» **STATED TASK**
Select every line of the records that contains the string "silver", matching case exactly, and copy those lines out.

» **EXERCISE MATERIALS**

═══

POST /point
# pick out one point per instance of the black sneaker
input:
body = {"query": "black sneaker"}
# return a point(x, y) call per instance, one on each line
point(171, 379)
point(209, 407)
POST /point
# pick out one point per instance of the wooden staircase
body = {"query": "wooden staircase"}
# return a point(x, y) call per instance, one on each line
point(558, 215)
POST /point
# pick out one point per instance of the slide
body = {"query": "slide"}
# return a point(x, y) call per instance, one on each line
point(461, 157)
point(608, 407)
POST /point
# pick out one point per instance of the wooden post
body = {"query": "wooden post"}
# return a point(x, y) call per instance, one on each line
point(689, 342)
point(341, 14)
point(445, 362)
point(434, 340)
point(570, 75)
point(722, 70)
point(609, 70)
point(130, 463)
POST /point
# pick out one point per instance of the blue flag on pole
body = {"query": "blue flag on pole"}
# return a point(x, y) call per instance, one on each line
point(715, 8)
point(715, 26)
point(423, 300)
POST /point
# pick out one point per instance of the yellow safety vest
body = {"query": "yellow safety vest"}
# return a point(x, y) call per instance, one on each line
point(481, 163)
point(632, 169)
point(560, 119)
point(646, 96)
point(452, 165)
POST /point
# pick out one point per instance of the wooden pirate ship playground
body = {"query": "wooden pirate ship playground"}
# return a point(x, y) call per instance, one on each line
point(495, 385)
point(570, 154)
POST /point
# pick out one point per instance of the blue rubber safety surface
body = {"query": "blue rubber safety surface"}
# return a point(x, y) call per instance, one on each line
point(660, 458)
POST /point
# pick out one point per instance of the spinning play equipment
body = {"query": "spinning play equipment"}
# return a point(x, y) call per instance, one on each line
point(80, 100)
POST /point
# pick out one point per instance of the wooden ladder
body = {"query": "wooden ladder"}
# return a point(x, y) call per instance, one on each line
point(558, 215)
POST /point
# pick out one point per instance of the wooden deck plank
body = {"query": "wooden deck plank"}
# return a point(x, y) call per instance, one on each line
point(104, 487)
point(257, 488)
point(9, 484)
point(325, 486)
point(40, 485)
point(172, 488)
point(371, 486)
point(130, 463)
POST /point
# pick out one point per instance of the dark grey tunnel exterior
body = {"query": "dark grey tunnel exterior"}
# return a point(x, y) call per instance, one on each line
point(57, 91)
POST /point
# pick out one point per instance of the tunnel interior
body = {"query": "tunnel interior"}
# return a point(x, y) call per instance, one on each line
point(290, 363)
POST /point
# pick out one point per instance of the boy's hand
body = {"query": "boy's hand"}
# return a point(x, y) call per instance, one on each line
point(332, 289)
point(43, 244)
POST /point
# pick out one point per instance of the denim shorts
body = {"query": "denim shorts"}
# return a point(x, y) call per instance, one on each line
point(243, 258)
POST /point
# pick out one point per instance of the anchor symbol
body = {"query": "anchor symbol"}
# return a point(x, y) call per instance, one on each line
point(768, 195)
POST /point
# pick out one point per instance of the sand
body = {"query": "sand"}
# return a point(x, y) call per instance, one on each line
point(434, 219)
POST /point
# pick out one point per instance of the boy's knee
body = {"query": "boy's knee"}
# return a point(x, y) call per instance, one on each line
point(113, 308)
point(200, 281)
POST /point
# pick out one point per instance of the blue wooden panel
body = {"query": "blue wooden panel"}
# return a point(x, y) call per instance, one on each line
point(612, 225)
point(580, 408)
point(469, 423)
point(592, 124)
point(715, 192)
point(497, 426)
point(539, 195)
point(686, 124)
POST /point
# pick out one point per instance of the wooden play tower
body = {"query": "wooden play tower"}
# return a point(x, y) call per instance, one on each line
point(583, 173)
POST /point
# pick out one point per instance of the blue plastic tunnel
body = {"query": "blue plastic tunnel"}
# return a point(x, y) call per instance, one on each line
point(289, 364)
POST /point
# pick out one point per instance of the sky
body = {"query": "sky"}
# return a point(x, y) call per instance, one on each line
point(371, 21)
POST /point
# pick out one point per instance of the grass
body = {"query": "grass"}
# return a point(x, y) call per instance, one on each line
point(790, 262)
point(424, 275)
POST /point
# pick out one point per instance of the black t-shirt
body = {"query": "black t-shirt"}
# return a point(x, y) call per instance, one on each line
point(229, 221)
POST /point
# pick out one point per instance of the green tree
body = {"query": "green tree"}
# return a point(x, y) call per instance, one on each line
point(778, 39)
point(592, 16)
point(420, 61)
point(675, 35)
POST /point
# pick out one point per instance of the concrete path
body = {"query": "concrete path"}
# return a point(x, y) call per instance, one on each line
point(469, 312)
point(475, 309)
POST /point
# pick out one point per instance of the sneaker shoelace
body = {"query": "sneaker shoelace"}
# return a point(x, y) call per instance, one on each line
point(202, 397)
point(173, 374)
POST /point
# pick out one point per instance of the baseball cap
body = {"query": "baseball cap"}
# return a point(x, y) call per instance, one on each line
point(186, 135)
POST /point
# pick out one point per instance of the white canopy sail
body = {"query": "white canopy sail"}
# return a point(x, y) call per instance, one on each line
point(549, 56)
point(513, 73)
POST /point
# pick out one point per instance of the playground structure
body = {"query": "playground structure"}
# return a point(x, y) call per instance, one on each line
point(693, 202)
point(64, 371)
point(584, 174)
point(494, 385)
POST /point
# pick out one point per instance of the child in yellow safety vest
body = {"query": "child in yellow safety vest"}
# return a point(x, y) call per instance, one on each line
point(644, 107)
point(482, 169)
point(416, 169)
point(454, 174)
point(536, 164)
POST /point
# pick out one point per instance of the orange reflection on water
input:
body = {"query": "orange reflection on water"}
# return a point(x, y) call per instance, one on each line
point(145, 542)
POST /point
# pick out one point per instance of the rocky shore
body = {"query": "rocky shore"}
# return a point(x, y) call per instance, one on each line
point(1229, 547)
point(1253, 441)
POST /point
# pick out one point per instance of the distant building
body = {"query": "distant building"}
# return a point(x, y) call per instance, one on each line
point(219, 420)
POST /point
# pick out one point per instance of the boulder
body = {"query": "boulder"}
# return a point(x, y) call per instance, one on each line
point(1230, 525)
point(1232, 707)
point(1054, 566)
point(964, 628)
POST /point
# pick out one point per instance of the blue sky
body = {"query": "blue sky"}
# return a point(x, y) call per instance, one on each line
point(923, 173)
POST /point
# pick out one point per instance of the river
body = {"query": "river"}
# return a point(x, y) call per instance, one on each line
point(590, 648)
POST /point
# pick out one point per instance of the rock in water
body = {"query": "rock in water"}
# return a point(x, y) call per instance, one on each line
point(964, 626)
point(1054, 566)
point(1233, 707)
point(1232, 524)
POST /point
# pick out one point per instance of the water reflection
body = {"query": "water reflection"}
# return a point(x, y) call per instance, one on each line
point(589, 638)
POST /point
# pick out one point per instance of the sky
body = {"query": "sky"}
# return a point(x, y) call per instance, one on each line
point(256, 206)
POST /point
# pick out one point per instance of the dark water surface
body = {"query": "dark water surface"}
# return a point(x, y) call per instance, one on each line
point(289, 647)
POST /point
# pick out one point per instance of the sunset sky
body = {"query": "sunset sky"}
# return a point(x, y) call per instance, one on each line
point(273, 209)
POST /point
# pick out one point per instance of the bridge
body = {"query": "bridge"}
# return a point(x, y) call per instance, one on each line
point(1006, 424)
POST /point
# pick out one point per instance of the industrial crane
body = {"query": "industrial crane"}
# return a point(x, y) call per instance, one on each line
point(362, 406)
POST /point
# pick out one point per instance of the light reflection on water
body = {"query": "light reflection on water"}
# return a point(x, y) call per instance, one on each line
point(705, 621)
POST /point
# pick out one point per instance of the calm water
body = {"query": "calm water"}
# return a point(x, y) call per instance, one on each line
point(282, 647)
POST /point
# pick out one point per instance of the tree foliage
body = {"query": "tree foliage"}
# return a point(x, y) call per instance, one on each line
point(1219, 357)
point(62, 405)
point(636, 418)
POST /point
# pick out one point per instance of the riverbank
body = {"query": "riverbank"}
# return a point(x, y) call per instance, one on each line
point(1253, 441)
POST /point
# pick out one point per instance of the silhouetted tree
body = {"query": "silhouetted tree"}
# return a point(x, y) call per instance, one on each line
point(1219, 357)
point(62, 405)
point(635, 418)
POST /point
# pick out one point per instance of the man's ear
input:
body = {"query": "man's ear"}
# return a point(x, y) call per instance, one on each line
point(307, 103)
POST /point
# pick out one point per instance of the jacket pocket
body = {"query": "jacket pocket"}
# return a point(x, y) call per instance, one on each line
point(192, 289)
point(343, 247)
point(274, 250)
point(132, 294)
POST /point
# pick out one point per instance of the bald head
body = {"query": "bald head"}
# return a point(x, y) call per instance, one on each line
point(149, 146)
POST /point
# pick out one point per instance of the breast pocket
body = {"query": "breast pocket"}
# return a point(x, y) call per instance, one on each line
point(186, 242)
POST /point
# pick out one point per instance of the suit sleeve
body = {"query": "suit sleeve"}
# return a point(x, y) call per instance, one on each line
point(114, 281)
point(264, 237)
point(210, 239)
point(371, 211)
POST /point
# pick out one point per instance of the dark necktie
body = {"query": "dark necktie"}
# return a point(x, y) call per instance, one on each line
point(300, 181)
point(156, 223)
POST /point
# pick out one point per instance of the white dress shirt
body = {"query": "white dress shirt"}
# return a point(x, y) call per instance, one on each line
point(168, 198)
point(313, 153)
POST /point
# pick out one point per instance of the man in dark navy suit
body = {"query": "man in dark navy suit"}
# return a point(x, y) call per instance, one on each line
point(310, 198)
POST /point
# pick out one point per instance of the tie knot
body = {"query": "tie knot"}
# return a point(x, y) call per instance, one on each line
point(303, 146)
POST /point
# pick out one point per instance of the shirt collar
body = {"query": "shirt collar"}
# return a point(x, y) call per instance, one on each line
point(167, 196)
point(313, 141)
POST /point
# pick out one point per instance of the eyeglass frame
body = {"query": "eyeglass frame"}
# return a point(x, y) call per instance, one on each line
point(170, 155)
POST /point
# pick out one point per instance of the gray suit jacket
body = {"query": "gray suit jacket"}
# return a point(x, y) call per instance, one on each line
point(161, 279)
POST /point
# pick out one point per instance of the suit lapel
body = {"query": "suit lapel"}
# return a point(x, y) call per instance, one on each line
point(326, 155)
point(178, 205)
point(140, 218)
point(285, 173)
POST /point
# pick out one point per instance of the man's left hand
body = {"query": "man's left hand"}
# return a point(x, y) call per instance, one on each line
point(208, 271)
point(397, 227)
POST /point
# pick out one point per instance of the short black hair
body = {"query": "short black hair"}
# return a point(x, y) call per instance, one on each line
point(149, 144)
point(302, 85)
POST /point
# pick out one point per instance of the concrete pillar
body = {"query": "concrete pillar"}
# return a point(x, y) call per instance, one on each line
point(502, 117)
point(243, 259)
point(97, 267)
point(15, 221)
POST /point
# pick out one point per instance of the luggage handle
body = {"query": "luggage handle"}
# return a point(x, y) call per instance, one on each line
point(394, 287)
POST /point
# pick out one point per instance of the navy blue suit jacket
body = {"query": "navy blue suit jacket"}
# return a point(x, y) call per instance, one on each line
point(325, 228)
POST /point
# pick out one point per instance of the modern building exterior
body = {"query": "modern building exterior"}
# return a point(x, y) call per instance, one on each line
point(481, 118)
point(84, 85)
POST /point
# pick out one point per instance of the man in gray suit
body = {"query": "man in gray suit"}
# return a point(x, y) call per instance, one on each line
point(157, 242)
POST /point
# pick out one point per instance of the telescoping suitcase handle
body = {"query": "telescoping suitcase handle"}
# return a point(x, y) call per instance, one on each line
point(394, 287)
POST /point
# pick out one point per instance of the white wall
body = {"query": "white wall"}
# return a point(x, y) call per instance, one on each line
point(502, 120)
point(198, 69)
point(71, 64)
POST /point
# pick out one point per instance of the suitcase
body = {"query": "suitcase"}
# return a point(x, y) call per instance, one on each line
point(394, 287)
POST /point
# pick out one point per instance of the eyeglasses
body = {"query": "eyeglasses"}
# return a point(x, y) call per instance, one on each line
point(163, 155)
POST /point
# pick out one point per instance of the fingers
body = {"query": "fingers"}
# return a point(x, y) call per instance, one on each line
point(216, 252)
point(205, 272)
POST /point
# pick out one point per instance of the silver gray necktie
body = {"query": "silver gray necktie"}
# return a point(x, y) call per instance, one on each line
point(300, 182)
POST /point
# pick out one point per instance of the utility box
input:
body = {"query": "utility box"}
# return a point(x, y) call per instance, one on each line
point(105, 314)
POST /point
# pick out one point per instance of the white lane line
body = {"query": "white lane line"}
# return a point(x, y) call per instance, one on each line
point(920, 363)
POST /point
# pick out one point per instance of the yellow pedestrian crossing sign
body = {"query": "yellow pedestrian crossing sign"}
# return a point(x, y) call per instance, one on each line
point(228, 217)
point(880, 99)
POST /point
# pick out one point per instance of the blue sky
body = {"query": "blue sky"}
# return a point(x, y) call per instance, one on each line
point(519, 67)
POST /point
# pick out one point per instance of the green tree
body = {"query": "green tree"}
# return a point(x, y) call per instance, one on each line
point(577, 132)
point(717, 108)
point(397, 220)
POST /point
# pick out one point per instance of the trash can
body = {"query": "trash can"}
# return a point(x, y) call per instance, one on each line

═══

» **WRITTEN ANSWER**
# pick out one point per instance of the silver gray necktie
body = {"query": "silver gray necktie"}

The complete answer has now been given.